**Work to be completed**.
Render each line of the data below as a JSON list of strings, one string per line, leaving out blank lines.

**Material supplied**.
**********

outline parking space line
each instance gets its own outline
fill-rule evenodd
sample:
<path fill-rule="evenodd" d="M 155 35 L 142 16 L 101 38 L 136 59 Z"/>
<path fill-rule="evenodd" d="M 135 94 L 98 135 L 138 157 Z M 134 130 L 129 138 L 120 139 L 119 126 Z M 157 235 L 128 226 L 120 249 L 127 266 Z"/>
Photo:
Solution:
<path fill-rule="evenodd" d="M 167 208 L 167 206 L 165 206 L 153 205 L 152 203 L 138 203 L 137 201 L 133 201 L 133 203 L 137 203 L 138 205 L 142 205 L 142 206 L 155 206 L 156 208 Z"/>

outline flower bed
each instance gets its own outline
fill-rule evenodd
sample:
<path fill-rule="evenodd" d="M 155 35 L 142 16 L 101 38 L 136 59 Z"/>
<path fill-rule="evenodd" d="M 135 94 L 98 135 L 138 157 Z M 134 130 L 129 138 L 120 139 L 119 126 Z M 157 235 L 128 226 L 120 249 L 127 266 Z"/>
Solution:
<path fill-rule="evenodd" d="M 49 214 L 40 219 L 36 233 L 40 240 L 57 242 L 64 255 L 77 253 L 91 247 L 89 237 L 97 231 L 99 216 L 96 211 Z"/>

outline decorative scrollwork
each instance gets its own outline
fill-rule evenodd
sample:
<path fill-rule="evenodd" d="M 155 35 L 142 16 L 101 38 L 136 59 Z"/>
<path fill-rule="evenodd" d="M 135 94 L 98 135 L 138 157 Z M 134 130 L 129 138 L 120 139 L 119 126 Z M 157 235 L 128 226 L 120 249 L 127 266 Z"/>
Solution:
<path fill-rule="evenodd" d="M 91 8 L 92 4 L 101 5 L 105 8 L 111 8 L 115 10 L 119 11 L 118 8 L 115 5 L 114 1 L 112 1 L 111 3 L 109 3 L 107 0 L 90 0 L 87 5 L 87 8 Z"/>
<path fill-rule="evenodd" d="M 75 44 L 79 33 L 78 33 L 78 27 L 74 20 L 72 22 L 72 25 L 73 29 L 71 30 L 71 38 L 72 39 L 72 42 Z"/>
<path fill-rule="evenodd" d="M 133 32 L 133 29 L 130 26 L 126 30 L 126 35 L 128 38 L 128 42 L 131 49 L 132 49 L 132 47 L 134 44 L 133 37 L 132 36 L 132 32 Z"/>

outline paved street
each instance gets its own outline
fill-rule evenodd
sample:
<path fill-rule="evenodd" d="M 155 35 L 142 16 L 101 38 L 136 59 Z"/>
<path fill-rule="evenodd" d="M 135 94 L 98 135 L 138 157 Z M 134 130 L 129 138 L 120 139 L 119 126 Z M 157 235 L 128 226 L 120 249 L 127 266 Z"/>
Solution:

**********

**Task solution**.
[
  "outline parking space line",
  "each instance gets its own outline",
  "fill-rule evenodd",
  "sample:",
  "<path fill-rule=\"evenodd\" d=\"M 155 35 L 142 16 L 101 38 L 136 59 Z\"/>",
  "<path fill-rule=\"evenodd\" d=\"M 135 94 L 98 135 L 138 157 Z M 134 130 L 129 138 L 120 139 L 119 126 Z M 157 235 L 128 226 L 120 249 L 127 266 Z\"/>",
  "Photo:",
  "Solution:",
  "<path fill-rule=\"evenodd\" d=\"M 167 208 L 167 206 L 165 206 L 153 205 L 152 203 L 138 203 L 137 201 L 133 201 L 133 203 L 137 203 L 138 205 L 142 205 L 142 206 L 155 206 L 156 208 Z\"/>",
  "outline flower bed",
  "each instance gets its own outline",
  "fill-rule evenodd",
  "sample:",
  "<path fill-rule=\"evenodd\" d=\"M 155 35 L 142 16 L 101 38 L 136 59 Z\"/>",
  "<path fill-rule=\"evenodd\" d=\"M 135 94 L 98 135 L 138 157 Z M 134 130 L 129 138 L 120 139 L 119 126 Z M 157 235 L 128 226 L 120 249 L 127 266 Z\"/>",
  "Solution:",
  "<path fill-rule=\"evenodd\" d=\"M 49 214 L 40 219 L 36 233 L 40 240 L 57 242 L 64 255 L 77 253 L 91 247 L 89 237 L 97 231 L 99 216 L 96 211 Z\"/>",
  "outline decorative scrollwork",
  "each instance gets its own outline",
  "fill-rule evenodd",
  "sample:",
  "<path fill-rule=\"evenodd\" d=\"M 155 35 L 142 16 L 101 38 L 136 59 Z\"/>",
  "<path fill-rule=\"evenodd\" d=\"M 135 94 L 98 135 L 138 157 Z M 134 130 L 129 138 L 120 139 L 119 126 Z M 157 235 L 128 226 L 120 249 L 127 266 Z\"/>",
  "Solution:",
  "<path fill-rule=\"evenodd\" d=\"M 91 8 L 92 4 L 101 5 L 105 8 L 111 8 L 115 10 L 119 11 L 118 8 L 115 5 L 114 1 L 112 1 L 111 3 L 109 3 L 107 0 L 90 0 L 87 5 L 87 8 Z\"/>",
  "<path fill-rule=\"evenodd\" d=\"M 75 44 L 79 33 L 78 33 L 78 27 L 74 20 L 72 22 L 72 25 L 73 29 L 71 30 L 71 38 L 72 39 L 72 42 Z\"/>",
  "<path fill-rule=\"evenodd\" d=\"M 133 32 L 133 29 L 130 26 L 126 30 L 126 35 L 128 38 L 128 42 L 131 49 L 132 49 L 132 47 L 134 44 L 133 37 L 132 36 L 132 32 Z\"/>",
  "outline paved street",
  "each instance gets its own outline",
  "fill-rule evenodd",
  "sample:",
  "<path fill-rule=\"evenodd\" d=\"M 155 35 L 142 16 L 101 38 L 136 59 Z\"/>",
  "<path fill-rule=\"evenodd\" d=\"M 135 94 L 98 135 L 138 157 Z M 134 130 L 129 138 L 120 139 L 119 126 Z M 157 235 L 128 226 L 120 249 L 127 266 Z\"/>",
  "Solution:"
]